* **Records from a data source**:

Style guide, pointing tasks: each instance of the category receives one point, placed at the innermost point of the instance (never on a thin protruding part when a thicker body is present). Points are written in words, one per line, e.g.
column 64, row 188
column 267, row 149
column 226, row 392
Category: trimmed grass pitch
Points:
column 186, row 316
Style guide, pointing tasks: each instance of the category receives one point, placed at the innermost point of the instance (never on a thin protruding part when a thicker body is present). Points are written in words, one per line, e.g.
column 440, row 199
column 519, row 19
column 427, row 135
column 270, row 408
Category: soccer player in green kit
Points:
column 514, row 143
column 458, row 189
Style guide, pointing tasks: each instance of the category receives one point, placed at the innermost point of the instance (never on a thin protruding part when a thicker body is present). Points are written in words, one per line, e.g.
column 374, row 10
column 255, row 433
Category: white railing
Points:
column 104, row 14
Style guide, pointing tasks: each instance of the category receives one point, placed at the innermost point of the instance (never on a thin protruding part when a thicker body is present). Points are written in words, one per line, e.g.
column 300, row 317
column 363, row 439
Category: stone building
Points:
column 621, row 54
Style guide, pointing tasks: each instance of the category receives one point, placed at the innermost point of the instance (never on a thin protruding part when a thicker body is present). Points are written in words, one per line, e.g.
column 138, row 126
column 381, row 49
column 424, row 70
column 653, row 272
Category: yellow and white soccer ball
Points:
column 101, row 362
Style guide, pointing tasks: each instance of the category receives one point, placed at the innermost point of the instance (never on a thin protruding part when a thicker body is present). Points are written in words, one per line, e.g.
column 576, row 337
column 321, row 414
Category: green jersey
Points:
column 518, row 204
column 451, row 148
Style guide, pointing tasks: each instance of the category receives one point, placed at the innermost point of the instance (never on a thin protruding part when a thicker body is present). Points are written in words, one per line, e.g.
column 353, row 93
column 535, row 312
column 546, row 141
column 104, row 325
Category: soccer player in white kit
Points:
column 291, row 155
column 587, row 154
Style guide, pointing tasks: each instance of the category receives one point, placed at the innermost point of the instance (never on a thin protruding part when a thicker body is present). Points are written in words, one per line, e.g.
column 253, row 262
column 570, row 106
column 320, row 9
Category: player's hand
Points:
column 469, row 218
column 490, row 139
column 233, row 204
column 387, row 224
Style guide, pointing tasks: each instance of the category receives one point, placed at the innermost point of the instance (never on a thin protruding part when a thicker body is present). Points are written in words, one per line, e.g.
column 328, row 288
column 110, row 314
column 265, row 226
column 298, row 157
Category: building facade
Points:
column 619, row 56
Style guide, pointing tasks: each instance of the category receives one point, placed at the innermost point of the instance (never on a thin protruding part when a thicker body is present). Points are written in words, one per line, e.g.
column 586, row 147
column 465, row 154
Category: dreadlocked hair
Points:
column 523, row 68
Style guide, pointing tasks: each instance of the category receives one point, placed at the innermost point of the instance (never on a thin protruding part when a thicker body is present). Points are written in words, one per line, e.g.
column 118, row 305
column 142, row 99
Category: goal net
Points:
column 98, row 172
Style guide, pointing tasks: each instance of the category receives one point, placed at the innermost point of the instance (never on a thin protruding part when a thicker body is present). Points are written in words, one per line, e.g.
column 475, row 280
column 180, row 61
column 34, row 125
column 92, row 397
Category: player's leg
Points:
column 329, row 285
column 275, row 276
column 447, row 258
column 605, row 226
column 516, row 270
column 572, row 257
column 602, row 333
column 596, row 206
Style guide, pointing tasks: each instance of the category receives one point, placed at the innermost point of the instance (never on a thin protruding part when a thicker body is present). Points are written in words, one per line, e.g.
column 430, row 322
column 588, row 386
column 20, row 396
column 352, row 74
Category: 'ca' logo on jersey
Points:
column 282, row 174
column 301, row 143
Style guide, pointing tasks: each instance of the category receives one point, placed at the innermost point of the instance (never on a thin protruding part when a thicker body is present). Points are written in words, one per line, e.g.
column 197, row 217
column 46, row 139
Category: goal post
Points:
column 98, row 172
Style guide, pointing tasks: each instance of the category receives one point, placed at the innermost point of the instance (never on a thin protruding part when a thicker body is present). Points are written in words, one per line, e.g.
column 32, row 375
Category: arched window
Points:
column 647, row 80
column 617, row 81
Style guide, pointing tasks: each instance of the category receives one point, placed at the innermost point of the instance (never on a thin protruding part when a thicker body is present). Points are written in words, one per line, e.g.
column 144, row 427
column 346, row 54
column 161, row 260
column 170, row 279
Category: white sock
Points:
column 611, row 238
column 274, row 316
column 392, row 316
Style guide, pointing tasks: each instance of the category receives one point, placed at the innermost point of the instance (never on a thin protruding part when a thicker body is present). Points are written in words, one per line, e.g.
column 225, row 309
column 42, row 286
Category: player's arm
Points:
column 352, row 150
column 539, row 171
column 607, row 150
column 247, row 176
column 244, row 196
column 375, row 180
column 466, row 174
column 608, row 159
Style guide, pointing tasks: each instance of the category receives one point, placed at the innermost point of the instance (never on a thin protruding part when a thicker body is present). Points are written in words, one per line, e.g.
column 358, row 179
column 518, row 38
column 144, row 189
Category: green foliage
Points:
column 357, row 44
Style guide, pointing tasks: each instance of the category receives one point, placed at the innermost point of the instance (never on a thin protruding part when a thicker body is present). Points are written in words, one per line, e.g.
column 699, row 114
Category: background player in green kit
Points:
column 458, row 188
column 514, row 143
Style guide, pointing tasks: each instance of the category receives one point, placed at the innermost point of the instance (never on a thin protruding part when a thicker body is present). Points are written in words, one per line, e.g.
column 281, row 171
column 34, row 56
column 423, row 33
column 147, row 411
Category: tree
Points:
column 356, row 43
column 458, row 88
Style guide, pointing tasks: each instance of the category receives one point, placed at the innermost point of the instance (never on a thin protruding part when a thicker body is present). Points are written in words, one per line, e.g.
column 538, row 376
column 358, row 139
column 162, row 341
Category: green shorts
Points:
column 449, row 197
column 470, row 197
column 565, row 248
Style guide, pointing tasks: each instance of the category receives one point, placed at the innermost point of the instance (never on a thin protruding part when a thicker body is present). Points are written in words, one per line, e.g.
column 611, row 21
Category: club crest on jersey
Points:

--

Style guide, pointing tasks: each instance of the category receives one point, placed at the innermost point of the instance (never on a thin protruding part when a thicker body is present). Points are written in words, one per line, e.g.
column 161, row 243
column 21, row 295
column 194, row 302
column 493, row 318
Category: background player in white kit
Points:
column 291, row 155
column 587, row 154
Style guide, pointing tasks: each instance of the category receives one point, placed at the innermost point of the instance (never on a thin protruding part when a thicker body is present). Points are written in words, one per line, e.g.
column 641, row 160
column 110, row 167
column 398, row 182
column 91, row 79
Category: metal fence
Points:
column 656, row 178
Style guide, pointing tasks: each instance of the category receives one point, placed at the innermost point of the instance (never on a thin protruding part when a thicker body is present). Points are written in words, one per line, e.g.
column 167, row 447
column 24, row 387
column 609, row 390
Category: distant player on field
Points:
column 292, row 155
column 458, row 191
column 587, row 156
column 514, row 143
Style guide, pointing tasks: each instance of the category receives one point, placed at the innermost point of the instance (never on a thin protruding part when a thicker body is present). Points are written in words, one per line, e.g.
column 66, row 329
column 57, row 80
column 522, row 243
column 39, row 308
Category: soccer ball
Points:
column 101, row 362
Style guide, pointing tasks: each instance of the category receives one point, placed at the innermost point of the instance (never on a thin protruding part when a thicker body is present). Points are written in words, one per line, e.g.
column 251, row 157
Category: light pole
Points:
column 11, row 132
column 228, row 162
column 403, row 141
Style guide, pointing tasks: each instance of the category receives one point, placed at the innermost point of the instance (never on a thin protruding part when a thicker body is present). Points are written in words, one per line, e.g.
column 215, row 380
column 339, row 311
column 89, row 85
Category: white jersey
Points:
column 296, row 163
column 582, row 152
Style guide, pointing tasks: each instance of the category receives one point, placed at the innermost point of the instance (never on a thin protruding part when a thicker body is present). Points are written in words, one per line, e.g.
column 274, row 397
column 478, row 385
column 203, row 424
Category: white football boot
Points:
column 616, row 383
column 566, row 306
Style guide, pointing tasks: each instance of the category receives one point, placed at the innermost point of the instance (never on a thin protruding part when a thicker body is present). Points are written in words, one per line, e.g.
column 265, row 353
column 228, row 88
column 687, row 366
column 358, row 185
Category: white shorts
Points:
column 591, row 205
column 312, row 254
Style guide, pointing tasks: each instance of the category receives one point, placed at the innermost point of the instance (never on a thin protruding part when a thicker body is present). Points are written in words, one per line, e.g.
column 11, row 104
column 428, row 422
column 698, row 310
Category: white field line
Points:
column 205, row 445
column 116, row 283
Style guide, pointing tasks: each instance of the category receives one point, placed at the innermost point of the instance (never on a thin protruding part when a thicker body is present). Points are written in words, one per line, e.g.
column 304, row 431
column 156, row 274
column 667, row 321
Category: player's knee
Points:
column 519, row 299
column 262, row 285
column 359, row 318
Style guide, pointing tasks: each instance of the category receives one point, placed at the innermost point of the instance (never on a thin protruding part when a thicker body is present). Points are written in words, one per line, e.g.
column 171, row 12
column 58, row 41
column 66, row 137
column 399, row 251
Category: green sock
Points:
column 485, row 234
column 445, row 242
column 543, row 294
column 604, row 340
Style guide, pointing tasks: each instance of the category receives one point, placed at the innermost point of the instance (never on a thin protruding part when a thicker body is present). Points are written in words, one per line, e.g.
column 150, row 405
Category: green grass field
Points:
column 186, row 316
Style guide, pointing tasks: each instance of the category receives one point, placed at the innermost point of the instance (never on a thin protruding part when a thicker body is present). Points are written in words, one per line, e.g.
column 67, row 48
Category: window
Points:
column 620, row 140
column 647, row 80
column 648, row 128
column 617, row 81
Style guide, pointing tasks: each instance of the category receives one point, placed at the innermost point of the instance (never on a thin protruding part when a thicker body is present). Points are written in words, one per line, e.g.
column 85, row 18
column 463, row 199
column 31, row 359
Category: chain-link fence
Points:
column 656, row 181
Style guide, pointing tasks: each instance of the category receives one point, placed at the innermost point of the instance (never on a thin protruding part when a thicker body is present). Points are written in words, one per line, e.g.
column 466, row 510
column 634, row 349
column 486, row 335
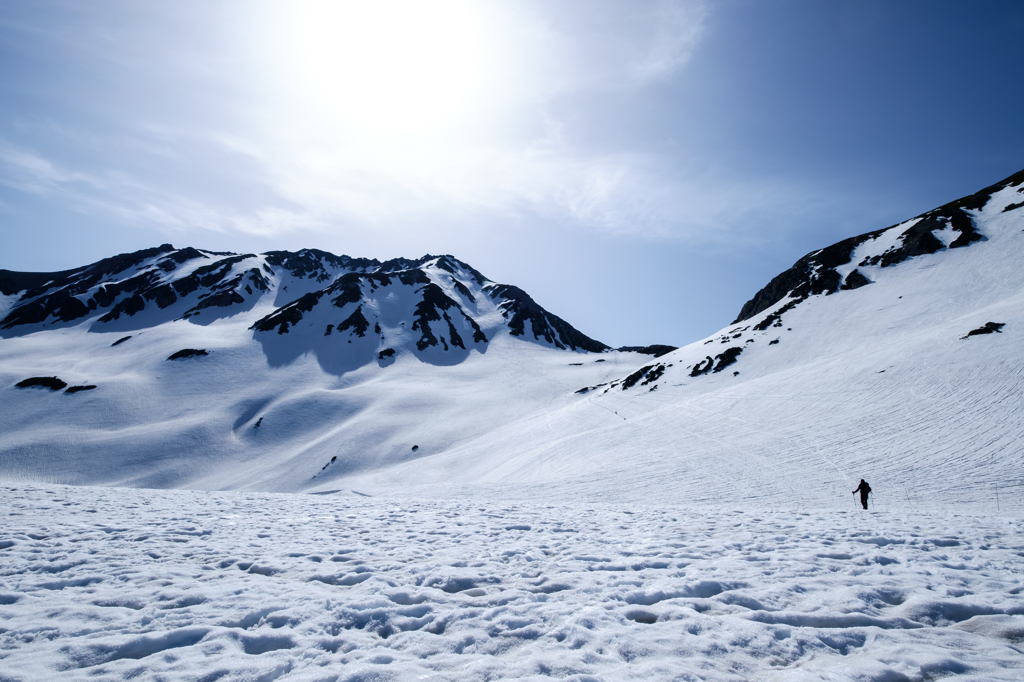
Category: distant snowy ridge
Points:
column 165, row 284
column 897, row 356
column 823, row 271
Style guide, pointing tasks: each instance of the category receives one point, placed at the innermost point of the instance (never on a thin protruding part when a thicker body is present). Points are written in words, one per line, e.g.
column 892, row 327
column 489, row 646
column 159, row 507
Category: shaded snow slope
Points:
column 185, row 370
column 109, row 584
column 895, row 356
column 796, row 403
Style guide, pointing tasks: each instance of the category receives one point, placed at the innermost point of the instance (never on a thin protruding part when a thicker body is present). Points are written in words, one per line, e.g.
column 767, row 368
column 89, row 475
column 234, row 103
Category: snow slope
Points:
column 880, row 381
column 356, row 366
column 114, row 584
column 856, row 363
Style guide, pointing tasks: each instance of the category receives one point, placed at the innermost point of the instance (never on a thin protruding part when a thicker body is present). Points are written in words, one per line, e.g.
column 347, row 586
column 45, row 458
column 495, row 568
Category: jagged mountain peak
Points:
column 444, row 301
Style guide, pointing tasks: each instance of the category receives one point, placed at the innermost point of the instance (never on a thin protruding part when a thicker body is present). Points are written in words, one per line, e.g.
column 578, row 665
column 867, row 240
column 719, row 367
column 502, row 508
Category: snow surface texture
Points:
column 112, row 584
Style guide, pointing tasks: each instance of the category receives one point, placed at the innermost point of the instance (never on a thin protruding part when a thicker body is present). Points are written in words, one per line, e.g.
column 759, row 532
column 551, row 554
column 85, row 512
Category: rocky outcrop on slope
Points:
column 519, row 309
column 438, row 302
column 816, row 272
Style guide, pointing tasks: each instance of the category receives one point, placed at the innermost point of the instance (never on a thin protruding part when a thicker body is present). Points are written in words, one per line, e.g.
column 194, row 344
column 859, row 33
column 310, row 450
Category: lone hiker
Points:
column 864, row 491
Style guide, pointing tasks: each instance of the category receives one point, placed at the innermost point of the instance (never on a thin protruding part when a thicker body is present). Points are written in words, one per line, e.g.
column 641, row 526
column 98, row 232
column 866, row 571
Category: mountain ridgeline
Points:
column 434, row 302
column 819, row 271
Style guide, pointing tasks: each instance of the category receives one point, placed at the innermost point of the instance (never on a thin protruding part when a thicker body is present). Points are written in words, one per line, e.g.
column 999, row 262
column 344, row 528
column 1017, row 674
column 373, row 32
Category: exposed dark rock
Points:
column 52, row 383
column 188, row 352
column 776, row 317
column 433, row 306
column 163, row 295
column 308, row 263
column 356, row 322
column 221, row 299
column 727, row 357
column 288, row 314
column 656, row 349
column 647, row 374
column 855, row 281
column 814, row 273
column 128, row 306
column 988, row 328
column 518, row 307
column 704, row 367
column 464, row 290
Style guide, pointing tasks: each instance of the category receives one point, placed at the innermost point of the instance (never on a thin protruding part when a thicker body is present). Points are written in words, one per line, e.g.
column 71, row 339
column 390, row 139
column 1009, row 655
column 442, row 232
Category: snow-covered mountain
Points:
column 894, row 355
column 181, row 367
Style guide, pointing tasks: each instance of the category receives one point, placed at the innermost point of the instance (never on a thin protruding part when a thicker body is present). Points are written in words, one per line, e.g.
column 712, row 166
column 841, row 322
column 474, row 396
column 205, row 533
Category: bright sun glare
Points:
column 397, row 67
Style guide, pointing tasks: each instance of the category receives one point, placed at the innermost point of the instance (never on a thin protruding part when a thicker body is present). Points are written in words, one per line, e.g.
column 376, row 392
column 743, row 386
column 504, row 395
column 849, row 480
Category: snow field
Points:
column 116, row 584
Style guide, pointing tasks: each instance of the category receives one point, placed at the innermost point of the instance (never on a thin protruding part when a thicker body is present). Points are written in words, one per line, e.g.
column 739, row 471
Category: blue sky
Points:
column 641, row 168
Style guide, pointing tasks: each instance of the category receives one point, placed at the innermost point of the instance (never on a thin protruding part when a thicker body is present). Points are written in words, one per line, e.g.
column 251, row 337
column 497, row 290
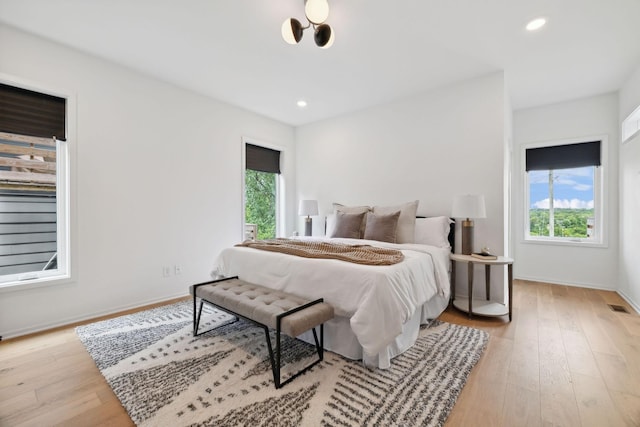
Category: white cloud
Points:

* * *

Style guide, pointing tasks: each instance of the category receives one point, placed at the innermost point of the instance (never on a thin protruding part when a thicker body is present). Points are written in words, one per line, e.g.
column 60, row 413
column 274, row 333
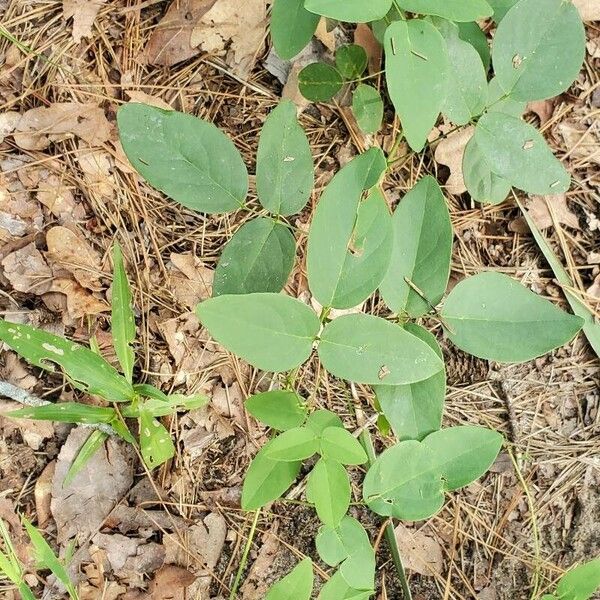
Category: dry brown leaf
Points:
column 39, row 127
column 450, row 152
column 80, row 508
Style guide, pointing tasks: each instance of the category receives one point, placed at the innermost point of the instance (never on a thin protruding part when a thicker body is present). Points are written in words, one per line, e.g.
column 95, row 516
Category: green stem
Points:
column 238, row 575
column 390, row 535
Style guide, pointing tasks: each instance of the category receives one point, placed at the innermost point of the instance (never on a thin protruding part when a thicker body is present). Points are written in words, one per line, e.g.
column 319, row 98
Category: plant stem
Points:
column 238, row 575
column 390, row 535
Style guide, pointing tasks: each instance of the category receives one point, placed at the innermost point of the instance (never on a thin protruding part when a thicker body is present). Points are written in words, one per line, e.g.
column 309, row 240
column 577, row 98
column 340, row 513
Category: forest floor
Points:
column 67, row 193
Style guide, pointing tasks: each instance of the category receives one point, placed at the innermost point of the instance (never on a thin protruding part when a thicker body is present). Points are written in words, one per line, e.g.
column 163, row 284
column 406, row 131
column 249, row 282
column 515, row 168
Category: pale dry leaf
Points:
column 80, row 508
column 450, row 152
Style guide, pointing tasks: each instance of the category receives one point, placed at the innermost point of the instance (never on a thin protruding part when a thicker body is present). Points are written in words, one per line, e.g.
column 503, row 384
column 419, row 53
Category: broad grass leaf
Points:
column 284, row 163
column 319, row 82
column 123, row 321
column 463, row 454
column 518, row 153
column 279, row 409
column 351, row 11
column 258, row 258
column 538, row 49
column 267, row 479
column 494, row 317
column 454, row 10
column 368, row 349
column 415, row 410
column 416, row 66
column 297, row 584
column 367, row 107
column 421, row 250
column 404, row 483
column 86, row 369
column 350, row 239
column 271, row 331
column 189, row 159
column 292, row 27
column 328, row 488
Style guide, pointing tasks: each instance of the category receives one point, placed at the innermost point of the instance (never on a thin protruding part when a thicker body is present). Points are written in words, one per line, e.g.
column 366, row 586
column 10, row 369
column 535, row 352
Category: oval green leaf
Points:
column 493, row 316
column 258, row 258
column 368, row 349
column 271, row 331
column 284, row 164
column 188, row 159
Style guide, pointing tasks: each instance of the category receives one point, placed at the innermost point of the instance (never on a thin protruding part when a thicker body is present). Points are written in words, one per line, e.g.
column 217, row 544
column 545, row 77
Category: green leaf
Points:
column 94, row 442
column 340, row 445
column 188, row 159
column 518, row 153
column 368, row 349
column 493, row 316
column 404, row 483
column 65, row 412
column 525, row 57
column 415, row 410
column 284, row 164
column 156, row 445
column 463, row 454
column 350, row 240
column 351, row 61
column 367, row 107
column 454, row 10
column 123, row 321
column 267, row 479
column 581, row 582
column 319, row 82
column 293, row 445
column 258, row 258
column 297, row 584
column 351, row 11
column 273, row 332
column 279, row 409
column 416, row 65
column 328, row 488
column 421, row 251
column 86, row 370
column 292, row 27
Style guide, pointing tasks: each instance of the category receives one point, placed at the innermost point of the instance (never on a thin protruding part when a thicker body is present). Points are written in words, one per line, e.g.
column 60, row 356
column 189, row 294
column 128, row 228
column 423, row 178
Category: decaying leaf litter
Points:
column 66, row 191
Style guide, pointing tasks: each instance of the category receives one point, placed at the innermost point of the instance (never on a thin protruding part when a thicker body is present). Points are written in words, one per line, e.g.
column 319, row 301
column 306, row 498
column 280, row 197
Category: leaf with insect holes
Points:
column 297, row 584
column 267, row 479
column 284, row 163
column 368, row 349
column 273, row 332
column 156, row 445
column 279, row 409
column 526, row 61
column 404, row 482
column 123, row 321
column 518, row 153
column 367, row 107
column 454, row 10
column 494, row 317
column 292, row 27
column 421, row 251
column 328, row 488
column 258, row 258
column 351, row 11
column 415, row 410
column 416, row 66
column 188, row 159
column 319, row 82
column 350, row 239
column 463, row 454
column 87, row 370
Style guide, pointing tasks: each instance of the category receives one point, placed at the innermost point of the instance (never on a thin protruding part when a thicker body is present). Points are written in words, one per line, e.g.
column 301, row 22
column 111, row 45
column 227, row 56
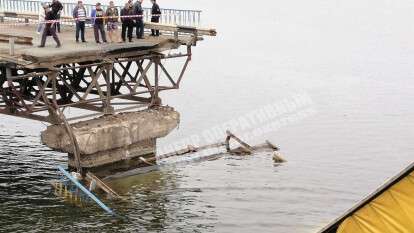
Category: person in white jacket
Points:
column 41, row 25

* **Problem details**: Search the data above for the string "slope" and report each line that holds it.

* **Reply**:
Category: shaded snow slope
Category: snow slope
Category: rocky outcrop on slope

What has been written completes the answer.